Text passage start

2.           Section 5.2(f) of the Purchase Agreement is hereby amended and restated to read as follows:
 
“Notwithstanding anything to the contrary in this Section 5.2 or otherwise, the Buyer (i) shall have the right to choose which Assurance(s) it will make in order to comply with its obligations in this Section 5.2 (e.g., if the Buyer’s obligations under this Section 5.2 required the Buyer to divest one business line or another business line, then the Buyer would be able to elect which business line it would divest), (ii) shall be under no obligation to divest, dispose of, sell, hold separate, or restrict any business(es), product line(s) or asset(s) representing, in the aggregate, greater than one hundred million dollars ($100,000,000) of annual revenue of the Business, or of the Buyer and its Subsidiaries, in each case with respect to the fiscal year ended 2011, and (iii) shall not be obligated to appeal, vacate, lift, reverse or overturn any Court Order, whether temporary, preliminary or permanent, that prohibits, prevents, or restricts the consummation of the Transactions.”

Text passage end

# Objective
Extend the Purchase Agreement amendment by writing what comes next after the restated Section 5.2(f). The material after the Purchase Agreement amendment is separate from it.

Given data start

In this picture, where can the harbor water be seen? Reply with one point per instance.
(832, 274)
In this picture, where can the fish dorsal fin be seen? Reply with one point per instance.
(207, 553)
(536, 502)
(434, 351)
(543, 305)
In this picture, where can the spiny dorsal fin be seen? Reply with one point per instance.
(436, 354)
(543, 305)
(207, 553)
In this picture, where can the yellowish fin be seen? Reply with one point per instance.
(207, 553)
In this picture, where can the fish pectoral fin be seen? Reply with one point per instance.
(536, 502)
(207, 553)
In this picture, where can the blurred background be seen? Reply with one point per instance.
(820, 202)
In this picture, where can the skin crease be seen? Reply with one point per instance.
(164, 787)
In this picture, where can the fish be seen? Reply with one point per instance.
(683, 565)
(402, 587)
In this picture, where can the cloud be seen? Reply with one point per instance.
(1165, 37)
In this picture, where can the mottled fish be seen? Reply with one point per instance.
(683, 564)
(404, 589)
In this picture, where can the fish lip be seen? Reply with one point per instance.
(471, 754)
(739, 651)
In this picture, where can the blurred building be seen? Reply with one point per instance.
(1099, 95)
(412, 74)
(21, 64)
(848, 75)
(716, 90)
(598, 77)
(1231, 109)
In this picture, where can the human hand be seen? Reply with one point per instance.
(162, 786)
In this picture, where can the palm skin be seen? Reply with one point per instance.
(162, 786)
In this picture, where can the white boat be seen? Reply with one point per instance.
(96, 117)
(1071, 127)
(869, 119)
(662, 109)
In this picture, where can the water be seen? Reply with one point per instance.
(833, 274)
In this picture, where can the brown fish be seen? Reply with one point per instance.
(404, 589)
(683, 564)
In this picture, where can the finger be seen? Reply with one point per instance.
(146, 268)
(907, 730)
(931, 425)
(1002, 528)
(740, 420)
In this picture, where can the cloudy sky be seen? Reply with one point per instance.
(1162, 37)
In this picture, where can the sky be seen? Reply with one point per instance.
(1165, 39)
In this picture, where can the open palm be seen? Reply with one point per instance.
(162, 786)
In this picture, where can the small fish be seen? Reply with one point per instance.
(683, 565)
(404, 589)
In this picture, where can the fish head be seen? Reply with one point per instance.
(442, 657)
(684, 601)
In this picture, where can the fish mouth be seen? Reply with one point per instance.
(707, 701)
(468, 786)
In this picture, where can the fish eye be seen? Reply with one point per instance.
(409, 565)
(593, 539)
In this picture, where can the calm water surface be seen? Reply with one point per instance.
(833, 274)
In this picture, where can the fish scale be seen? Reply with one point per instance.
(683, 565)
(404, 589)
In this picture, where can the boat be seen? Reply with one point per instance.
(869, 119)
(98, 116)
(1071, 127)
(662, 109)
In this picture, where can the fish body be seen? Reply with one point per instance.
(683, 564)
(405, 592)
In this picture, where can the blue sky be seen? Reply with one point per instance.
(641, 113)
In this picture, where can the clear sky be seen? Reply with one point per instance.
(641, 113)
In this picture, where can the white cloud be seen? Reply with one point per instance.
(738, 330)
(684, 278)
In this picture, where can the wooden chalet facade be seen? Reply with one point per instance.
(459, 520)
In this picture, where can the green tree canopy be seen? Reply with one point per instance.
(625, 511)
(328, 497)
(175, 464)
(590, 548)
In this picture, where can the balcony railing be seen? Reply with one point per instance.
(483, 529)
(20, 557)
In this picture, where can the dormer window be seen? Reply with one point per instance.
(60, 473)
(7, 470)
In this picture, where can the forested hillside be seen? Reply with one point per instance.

Given data end

# Response to this task
 
3.           Section 10.1(e) of the Purchase Agreement is hereby amended and restated to read as follows:
 
“By the Seller if the condition set forth in Section 8.2 has not been satisfied by May 1, 2013; provided, further, that the right to terminate this Agreement under this Section 10.1(e) shall not be available after June 30, 2013; and provided, further, that the Seller shall not be entitled to terminate under this Section 10.1(e) if its failure to fulfill its obligations under Section 5.2 shall have been the cause of, or shall have resulted in, the failure of the condition set forth in Section 8.2 to be satisfied by May 1, 2013; or”
 
4.           The provisions of Sections 11.5, 11.12, 11.13, 11.14, 11.15, 11.16, and 11.18 of the Purchase Agreement shall apply mutatis mutandis to this Amendment as if set forth herein, and any references therein to the “Agreement” shall be deemed, for purposes of this Amendment, to constitute references to this Amendment.
 

 
[SIGNATURES ON FOLLOWING PAGE(S)]
 
 
 

 
 
IN WITNESS WHEREOF, each of the parties hereto has caused this Amendment No. 1 to be executed by its duly authorized representative as of the date first written above.
 

 
UNITED TECHNOLOGIES CORPORATION
   
   
By:
/s/ Matthew F. Bromberg
       
   
Name:
Matthew F. Bromberg
       
   
Title:
Vice President, Corporate Strategy & Development


 
GENCORP INC.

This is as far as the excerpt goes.